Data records
□ □ □ □ □ □ □

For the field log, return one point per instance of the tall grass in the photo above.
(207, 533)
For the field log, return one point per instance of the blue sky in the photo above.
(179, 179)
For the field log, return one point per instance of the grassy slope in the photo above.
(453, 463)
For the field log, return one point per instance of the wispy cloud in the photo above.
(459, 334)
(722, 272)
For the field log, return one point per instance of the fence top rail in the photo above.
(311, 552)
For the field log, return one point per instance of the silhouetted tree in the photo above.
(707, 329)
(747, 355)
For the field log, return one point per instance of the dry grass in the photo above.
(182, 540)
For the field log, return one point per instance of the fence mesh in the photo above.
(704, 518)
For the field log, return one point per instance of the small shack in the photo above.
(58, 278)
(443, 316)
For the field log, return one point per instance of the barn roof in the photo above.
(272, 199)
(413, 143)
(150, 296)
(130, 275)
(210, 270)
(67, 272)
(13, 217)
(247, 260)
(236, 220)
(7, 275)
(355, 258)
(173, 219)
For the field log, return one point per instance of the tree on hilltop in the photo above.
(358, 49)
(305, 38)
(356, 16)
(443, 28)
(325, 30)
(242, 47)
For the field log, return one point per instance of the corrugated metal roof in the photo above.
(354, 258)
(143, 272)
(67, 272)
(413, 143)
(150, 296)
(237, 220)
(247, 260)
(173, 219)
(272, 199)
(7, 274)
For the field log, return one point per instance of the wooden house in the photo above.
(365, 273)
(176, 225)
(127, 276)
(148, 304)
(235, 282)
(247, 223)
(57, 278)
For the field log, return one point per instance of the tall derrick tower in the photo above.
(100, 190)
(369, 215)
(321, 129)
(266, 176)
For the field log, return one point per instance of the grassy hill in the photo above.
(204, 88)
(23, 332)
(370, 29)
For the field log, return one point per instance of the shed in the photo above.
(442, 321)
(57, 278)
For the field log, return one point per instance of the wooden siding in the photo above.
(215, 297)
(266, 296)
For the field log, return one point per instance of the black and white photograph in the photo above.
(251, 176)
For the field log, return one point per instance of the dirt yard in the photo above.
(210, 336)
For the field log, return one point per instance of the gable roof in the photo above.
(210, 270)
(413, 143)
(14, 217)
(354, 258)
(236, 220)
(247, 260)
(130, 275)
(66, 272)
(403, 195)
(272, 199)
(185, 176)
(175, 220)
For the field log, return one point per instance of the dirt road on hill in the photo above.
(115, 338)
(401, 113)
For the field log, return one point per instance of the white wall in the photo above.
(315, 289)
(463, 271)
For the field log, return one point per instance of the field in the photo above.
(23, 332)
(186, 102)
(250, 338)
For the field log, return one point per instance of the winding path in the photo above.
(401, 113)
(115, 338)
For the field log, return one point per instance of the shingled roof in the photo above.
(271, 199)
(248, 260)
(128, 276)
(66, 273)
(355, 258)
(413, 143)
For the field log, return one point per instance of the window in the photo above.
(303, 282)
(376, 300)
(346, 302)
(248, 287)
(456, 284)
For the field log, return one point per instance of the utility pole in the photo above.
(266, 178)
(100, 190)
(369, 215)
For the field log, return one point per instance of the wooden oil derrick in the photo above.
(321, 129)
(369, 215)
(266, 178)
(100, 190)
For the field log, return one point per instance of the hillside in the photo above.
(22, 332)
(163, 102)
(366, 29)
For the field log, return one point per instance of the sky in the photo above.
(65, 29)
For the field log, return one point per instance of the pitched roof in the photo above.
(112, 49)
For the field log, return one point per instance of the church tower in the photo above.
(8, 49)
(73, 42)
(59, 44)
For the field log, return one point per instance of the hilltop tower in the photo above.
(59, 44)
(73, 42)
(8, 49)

□ □ □ □ □ □ □

- [Work task]
Every entry must be given again exactly as it reads.

- [Written solution]
For the field log, return one point per instance of the tall grass in the photo above.
(207, 533)
For the field log, return one point per instance of the blue sky in the photo above.
(179, 179)
For the field log, return one point per instance of the grassy slope in the photo above.
(453, 463)
For the field log, return one point per instance of the wispy cloud in the photo above.
(459, 334)
(722, 272)
For the field log, return one point per instance of the fence top rail in the photo above.
(311, 552)
For the field log, return one point per instance of the silhouetted tree in the photo above.
(707, 329)
(747, 355)
For the field log, return one point per instance of the dry grass in the photo above.
(182, 540)
For the field log, return one point per instance of the fence mesh in the photo above.
(704, 518)
For the field log, return one point per instance of the small shack in the photo above.
(58, 278)
(443, 316)
For the field log, return one point per instance of the barn roof in the photo above.
(272, 199)
(413, 143)
(150, 296)
(130, 275)
(210, 270)
(67, 272)
(13, 217)
(247, 260)
(236, 220)
(7, 275)
(355, 258)
(173, 219)
For the field log, return one point per instance of the tree on hilltop in the photo above.
(358, 49)
(305, 38)
(356, 16)
(443, 28)
(325, 30)
(242, 47)
For the field log, return one point per instance of the corrugated metal roof in the photo above.
(354, 258)
(143, 272)
(67, 272)
(413, 143)
(150, 296)
(237, 220)
(247, 260)
(173, 219)
(272, 199)
(7, 274)
For the field log, return one point per instance of the wooden house in the photo above.
(365, 273)
(176, 225)
(127, 276)
(148, 304)
(235, 282)
(247, 223)
(57, 278)
For the field log, return one point per instance of the tall derrick tower in the photo above.
(100, 190)
(369, 215)
(321, 129)
(266, 176)
For the field log, return one point per instance of the grassy hill in the photo above.
(204, 88)
(23, 332)
(370, 29)
For the field log, return one point per instance of the shed in the photo above.
(442, 321)
(57, 278)
For the field log, return one point per instance of the wooden siding in the photo above.
(215, 297)
(266, 296)
For the field log, return one point per instance of the black and white photograph in the photo above.
(251, 176)
For the field log, return one point per instance of the dirt yard in the photo above.
(210, 336)
For the field log, return one point per instance of the gable roof in the photo above.
(210, 270)
(413, 143)
(14, 217)
(354, 258)
(236, 220)
(247, 260)
(130, 275)
(66, 272)
(403, 195)
(272, 199)
(185, 176)
(175, 220)
For the field log, return one point per instance of the dirt road on hill in the photo above.
(115, 338)
(401, 113)
For the field log, return one point per instance of the white wall in the photo above.
(315, 289)
(463, 271)
For the field log, return one point per instance of the field in the photo above.
(23, 332)
(186, 102)
(250, 338)
For the field log, return one point per instance of the winding path in the photo above.
(401, 113)
(115, 338)
For the field log, return one point per instance of the shingled roof in the photo above.
(271, 199)
(248, 260)
(128, 276)
(66, 273)
(355, 258)
(413, 143)
For the field log, return one point per instance of the window in the photo above.
(303, 282)
(376, 300)
(346, 302)
(248, 287)
(456, 284)
For the field log, return one point per instance of the utility pole in the photo above.
(266, 178)
(100, 190)
(369, 215)
For the field log, return one point per instance of the wooden oil derrick in the photo above.
(321, 129)
(369, 215)
(266, 178)
(100, 190)
For the field log, return one point per instance of the hillside in the photo above.
(22, 332)
(163, 102)
(366, 29)
For the field log, return one point per instance of the sky in the photo above.
(65, 29)
For the field log, return one point per instance of the pitched roof in the photo above.
(112, 49)
For the field log, return one point per instance of the church tower in the photo above.
(8, 49)
(73, 42)
(59, 44)
For the field log, return one point per instance of the hilltop tower in the photo above.
(59, 44)
(73, 42)
(8, 49)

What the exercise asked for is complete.